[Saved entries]
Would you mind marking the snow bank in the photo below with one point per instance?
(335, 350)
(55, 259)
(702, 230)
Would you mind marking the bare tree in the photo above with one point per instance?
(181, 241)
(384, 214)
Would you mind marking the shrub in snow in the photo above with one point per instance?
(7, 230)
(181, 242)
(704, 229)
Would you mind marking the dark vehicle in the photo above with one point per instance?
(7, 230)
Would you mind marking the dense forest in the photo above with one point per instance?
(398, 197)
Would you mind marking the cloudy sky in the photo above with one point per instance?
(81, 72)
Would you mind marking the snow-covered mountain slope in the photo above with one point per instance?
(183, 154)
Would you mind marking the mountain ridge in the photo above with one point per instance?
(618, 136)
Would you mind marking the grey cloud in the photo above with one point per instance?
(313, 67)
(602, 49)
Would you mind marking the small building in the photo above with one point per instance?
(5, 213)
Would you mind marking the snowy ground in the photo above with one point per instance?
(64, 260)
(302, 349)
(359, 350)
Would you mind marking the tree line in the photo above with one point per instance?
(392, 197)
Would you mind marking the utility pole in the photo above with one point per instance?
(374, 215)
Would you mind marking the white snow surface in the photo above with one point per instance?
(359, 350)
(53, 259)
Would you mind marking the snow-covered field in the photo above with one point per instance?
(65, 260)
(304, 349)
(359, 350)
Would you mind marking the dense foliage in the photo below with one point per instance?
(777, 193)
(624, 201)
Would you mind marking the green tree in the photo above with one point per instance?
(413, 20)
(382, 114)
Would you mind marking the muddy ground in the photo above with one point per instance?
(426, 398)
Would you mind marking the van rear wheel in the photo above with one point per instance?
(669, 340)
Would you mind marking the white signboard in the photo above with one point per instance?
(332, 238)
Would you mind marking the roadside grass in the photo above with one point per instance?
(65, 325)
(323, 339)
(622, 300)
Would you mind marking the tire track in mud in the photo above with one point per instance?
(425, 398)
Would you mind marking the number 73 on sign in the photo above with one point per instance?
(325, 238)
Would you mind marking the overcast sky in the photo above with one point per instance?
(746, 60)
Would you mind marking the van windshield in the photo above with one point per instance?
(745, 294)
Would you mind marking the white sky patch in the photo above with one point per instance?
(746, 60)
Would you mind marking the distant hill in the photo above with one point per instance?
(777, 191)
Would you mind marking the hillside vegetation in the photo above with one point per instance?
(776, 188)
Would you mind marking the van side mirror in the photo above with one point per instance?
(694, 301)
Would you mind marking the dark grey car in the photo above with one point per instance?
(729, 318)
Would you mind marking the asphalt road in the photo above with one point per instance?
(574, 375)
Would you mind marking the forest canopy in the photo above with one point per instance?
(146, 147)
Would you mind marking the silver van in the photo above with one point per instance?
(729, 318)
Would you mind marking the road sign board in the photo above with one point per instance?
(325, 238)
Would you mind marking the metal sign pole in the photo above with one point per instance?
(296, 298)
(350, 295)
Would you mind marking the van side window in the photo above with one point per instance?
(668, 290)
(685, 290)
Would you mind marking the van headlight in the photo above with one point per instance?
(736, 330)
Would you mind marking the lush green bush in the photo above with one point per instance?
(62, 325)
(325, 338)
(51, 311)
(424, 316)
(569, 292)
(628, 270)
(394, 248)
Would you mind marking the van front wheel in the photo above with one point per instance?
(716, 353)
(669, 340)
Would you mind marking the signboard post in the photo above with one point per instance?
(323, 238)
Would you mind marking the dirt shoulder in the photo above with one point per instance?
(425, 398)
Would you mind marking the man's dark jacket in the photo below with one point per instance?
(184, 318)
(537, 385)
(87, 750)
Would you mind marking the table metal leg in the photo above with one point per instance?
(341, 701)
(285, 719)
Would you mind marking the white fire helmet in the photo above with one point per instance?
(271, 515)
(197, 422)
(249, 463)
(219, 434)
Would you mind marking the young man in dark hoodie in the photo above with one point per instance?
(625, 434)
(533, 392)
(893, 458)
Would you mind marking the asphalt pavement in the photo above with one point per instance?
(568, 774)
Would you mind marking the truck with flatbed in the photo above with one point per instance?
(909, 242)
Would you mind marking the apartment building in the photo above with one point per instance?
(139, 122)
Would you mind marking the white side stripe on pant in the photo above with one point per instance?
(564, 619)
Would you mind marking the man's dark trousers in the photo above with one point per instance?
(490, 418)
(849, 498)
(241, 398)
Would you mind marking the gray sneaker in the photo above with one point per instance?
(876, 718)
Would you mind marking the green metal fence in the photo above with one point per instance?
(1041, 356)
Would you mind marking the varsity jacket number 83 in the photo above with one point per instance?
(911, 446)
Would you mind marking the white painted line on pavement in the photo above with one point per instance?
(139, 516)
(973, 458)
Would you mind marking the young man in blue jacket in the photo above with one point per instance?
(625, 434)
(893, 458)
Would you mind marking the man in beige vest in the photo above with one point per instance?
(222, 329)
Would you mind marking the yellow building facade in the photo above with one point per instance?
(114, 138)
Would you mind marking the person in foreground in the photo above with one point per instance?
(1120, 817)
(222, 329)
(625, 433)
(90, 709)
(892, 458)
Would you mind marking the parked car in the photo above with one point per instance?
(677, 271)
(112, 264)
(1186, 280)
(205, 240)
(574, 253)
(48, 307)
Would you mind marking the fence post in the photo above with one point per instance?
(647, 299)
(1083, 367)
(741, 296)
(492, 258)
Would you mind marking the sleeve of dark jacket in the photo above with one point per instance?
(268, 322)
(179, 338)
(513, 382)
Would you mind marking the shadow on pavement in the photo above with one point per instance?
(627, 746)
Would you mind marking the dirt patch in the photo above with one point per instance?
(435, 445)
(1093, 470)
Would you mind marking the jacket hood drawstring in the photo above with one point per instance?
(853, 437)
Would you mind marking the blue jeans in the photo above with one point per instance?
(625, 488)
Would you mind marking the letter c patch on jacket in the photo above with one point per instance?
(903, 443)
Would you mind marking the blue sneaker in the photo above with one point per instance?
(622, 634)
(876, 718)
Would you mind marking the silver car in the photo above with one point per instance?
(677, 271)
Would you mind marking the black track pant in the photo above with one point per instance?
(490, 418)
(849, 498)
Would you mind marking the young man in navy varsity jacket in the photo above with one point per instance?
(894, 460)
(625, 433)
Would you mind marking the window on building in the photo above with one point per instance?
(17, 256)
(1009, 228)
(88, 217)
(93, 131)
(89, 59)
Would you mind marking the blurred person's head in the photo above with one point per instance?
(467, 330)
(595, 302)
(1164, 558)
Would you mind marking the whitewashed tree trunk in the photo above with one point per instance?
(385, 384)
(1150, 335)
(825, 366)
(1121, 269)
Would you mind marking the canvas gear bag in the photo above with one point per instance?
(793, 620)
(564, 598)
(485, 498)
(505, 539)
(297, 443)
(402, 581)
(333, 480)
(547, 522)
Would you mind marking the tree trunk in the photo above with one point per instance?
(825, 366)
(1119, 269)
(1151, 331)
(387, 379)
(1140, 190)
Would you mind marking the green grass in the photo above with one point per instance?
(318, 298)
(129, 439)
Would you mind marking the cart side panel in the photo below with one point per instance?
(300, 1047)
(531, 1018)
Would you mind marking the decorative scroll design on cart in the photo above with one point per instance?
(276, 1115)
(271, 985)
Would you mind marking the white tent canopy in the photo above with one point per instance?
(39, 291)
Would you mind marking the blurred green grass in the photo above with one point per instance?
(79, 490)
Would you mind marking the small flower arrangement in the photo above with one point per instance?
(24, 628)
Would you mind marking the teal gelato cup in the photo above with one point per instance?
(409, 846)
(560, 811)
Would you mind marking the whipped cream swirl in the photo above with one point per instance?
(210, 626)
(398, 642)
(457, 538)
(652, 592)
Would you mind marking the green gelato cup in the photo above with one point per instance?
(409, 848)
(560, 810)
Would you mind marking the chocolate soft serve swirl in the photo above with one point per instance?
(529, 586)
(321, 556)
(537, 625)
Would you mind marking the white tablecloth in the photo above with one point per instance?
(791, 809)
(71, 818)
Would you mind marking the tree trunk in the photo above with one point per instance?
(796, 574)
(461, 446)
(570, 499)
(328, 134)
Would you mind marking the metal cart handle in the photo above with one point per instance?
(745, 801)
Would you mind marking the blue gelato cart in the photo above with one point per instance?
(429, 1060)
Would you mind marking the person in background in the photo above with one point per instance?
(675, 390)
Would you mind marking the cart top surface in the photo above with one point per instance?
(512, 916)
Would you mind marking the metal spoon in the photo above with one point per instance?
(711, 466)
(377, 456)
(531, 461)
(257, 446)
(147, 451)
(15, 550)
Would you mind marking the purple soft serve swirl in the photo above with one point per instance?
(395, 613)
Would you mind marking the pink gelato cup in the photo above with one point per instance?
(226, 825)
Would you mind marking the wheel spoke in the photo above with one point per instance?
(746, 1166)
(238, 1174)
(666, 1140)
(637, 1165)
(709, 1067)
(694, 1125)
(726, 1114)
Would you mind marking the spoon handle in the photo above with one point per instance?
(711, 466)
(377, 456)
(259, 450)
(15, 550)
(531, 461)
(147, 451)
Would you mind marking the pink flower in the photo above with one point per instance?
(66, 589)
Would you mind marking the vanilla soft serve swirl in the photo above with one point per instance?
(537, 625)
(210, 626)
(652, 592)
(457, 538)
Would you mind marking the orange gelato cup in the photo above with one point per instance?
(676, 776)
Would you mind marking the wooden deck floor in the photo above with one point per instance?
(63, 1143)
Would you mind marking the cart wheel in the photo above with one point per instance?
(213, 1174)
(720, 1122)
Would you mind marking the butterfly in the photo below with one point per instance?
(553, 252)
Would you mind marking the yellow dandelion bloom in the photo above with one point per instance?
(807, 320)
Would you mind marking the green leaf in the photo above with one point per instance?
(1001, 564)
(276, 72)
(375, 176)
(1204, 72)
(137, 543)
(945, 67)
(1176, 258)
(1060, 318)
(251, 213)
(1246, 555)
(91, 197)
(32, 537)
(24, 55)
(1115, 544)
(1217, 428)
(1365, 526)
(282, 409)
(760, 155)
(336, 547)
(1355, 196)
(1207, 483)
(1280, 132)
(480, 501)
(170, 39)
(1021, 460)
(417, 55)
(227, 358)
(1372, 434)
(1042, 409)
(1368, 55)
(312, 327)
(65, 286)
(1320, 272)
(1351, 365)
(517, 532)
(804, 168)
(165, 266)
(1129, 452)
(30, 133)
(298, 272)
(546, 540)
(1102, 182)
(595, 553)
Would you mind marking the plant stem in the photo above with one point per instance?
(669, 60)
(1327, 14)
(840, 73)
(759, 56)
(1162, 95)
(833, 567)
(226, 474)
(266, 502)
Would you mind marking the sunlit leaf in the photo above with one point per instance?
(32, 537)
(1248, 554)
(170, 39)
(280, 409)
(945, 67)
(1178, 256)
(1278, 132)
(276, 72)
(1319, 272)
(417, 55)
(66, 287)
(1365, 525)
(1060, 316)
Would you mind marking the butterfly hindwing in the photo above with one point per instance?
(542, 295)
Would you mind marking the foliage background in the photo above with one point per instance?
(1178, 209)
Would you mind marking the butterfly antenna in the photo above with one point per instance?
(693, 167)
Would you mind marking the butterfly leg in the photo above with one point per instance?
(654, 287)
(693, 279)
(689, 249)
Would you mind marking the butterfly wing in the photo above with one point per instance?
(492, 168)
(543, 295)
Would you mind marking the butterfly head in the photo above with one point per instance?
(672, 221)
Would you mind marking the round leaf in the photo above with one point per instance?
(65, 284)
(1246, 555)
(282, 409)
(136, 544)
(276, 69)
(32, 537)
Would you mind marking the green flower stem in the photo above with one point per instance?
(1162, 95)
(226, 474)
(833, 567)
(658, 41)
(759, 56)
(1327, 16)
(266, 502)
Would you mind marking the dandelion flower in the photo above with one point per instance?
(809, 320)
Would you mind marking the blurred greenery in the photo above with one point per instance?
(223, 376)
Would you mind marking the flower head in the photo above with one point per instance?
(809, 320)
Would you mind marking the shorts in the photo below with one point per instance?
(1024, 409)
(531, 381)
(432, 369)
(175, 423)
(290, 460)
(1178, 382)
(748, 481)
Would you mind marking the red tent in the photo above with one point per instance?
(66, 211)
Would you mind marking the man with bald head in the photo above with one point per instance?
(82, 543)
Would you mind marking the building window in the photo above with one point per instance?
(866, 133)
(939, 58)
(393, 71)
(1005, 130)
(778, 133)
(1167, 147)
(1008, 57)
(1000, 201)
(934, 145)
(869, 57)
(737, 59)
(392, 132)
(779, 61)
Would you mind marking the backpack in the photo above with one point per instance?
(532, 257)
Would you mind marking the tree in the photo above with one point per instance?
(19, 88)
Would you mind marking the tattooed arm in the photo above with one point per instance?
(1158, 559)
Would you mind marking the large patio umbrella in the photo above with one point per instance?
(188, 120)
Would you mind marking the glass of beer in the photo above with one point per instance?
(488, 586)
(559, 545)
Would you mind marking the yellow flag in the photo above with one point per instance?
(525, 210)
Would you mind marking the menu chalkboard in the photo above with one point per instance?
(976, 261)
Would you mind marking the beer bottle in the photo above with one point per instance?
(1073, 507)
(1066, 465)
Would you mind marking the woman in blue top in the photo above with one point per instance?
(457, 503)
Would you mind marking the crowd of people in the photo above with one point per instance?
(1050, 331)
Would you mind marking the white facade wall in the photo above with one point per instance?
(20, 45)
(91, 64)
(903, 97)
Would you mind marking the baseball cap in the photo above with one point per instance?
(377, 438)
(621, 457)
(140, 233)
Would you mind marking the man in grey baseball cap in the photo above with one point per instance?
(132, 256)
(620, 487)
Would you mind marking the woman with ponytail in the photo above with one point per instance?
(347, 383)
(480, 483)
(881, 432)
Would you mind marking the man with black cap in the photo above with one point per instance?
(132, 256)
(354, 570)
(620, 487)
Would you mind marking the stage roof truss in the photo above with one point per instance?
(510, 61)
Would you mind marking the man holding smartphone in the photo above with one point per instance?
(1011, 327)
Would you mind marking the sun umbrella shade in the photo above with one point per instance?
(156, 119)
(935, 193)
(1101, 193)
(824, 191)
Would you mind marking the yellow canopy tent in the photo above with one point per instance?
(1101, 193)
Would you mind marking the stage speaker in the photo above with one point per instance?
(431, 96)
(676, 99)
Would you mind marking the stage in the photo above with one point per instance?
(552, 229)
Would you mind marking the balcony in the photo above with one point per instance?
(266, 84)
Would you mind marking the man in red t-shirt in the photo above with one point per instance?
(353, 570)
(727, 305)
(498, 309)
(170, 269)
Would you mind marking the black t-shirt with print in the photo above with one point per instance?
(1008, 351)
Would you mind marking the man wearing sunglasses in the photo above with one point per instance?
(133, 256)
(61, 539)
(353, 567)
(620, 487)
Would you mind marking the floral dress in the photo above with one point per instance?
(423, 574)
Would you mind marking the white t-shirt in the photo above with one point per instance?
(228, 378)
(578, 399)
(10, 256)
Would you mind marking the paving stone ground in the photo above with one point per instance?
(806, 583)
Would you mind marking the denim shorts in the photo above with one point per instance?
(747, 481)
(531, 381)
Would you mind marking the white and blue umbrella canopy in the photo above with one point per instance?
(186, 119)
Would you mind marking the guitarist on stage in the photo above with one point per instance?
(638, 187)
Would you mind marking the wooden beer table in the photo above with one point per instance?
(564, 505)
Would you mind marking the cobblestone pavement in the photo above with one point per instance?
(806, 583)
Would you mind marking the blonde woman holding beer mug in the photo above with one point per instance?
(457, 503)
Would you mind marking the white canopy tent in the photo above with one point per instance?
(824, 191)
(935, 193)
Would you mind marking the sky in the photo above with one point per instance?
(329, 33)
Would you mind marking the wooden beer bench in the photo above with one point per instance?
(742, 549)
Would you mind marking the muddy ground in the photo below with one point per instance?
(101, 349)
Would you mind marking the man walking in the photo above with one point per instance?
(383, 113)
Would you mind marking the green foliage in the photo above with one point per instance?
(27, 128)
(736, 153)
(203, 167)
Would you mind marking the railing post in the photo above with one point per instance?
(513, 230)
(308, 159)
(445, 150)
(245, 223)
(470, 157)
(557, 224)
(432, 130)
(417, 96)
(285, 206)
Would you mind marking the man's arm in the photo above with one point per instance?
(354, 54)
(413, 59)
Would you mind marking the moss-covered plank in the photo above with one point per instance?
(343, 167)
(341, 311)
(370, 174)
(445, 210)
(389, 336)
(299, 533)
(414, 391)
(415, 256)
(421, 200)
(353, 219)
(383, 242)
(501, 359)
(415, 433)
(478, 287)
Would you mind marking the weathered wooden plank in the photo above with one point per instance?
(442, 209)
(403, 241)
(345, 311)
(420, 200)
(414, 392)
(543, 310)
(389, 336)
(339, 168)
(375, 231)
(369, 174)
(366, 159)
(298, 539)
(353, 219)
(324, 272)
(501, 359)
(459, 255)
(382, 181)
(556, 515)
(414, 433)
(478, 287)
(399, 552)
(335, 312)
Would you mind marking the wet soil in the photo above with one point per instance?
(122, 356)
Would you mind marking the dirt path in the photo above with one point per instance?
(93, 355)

§ **Given problem**: In the entries above, take the line containing "Would you mind marking the man's arm" and each later line through the last, and repeat them exactly. Output nothing else.

§ **Task answer**:
Would you mind marking the man's arm in the photo above with one point per instance?
(354, 54)
(413, 59)
Would you mind marking the moss-covered plank in the photo above with one point per instance?
(343, 167)
(341, 311)
(370, 174)
(445, 210)
(389, 336)
(299, 533)
(414, 391)
(415, 256)
(421, 200)
(353, 219)
(383, 242)
(501, 359)
(415, 433)
(478, 287)
Would you mind marking the weathered wooden plank in the photo above with one point per instance?
(442, 209)
(403, 241)
(345, 311)
(420, 200)
(414, 392)
(543, 310)
(389, 336)
(339, 168)
(375, 231)
(369, 174)
(366, 159)
(298, 539)
(353, 219)
(324, 272)
(501, 359)
(459, 255)
(382, 181)
(556, 515)
(414, 433)
(478, 287)
(399, 552)
(335, 312)
Would you mind marking the wet soil in the photo above with one point per instance?
(122, 356)
Would you mind marking the dirt path in the photo above with one point per instance?
(93, 355)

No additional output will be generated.